PAGE
·····
Il s’agit là d’un des points de divergence majeurs avec le précédent arrêt de la cour d’appel du 6 mai 2018. Dans ce dernier, la Cour avait fait le choix d’examiner la distinctivité du signe au regard d’un « public attentif à la qualité des chaussures » dont le « niveau d’attention sera nécessairement élevé et [qui] prendra en compte tous les éléments de la chaussure dont la semelle y compris la face en contact avec le sol qui aura un impact notamment pour l'adhérence au sol ». Or, le libellé de la demande d’enregistrement, s’il couvrait les articles chaussants orthopédiques de la classe 10, visait également en classe 25, les « articles chaussants, à savoir les chaussures, sandales et mules ; chaussons ; bottes, chaussures, sandales et mules » sans précision quant à leur niveau de confort.
·····
EXTRAIT DE DONNÉES
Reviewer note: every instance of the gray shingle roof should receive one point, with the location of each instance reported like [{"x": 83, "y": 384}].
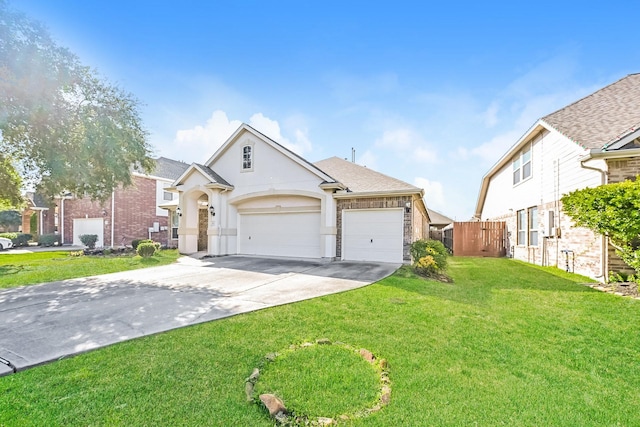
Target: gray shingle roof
[
  {"x": 602, "y": 117},
  {"x": 360, "y": 179},
  {"x": 167, "y": 168}
]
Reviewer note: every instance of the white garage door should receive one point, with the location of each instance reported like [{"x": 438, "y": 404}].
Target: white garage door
[
  {"x": 282, "y": 234},
  {"x": 88, "y": 226},
  {"x": 372, "y": 235}
]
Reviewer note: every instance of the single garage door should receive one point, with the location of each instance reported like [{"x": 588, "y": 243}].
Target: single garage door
[
  {"x": 280, "y": 234},
  {"x": 372, "y": 235},
  {"x": 88, "y": 226}
]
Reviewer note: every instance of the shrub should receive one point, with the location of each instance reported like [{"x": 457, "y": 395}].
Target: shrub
[
  {"x": 49, "y": 240},
  {"x": 89, "y": 240},
  {"x": 433, "y": 248},
  {"x": 146, "y": 249},
  {"x": 18, "y": 239}
]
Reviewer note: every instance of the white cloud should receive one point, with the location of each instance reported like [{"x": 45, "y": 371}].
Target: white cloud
[
  {"x": 301, "y": 144},
  {"x": 433, "y": 193},
  {"x": 367, "y": 159},
  {"x": 406, "y": 142},
  {"x": 424, "y": 155},
  {"x": 400, "y": 138},
  {"x": 201, "y": 141}
]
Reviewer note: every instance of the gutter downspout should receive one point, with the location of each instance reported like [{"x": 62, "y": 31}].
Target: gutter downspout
[
  {"x": 113, "y": 217},
  {"x": 61, "y": 219},
  {"x": 604, "y": 256}
]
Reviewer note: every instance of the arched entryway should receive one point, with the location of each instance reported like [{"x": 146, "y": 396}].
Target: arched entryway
[{"x": 195, "y": 221}]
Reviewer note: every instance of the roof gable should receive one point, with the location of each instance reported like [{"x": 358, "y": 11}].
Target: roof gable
[
  {"x": 212, "y": 178},
  {"x": 244, "y": 129},
  {"x": 602, "y": 117}
]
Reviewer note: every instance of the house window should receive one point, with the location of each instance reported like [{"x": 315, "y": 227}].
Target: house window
[
  {"x": 522, "y": 166},
  {"x": 247, "y": 157},
  {"x": 533, "y": 226},
  {"x": 522, "y": 227},
  {"x": 175, "y": 218}
]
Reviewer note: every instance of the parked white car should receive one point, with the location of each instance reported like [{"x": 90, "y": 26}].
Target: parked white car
[{"x": 5, "y": 243}]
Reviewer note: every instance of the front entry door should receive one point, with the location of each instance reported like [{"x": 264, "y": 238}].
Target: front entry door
[{"x": 203, "y": 224}]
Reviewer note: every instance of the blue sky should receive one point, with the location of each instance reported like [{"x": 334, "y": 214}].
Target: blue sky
[{"x": 432, "y": 94}]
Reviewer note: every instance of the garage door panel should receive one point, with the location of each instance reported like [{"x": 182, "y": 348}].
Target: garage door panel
[
  {"x": 281, "y": 234},
  {"x": 373, "y": 235}
]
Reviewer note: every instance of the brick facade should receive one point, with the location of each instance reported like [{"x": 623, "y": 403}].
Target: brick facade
[
  {"x": 379, "y": 203},
  {"x": 620, "y": 170},
  {"x": 135, "y": 213}
]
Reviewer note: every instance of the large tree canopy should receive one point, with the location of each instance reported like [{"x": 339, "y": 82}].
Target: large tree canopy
[
  {"x": 63, "y": 127},
  {"x": 612, "y": 210}
]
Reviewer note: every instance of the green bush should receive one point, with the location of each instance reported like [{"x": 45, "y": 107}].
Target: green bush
[
  {"x": 89, "y": 240},
  {"x": 18, "y": 239},
  {"x": 49, "y": 240},
  {"x": 146, "y": 249},
  {"x": 434, "y": 249}
]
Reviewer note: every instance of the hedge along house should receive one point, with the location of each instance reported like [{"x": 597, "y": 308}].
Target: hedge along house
[
  {"x": 255, "y": 197},
  {"x": 594, "y": 141}
]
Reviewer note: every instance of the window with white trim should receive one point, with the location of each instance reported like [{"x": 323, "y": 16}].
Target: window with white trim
[
  {"x": 522, "y": 227},
  {"x": 175, "y": 219},
  {"x": 521, "y": 166},
  {"x": 533, "y": 226},
  {"x": 247, "y": 157}
]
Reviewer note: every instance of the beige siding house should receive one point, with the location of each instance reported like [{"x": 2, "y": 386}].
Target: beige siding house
[{"x": 594, "y": 141}]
·····
CONSIGNE 1
Citez intégralement et à l'identique le texte portant sur l'arrêt de la cour d'appel du 6 mai 2018.
CONSIGNE 2
Dans les enregistrements, reproduisez les lignes en commençant par celle qui contient « Reviewer note: every instance of the beige » et en terminant à la fin des enregistrements, puis substituez « brick » à « siding », tout le reste demeurant inchangé.
Le texte et les enregistrements n'ont aucun lien entre eux.

RÉPONSE ATTENDUE 1
Il s’agit là d’un des points de divergence majeurs avec le précédent arrêt de la cour d’appel du 6 mai 2018. Dans ce dernier, la Cour avait fait le choix d’examiner la distinctivité du signe au regard d’un « public attentif à la qualité des chaussures » dont le « niveau d’attention sera nécessairement élevé et [qui] prendra en compte tous les éléments de la chaussure dont la semelle y compris la face en contact avec le sol qui aura un impact notamment pour l'adhérence au sol ». Or, le libellé de la demande d’enregistrement, s’il couvrait les articles chaussants orthopédiques de la classe 10, visait également en classe 25, les « articles chaussants, à savoir les chaussures, sandales et mules ; chaussons ; bottes, chaussures, sandales et mules » sans précision quant à leur niveau de confort.

RÉPONSE ATTENDUE 2
Reviewer note: every instance of the beige brick house should receive one point, with the location of each instance reported like [{"x": 2, "y": 386}].
Target: beige brick house
[{"x": 594, "y": 141}]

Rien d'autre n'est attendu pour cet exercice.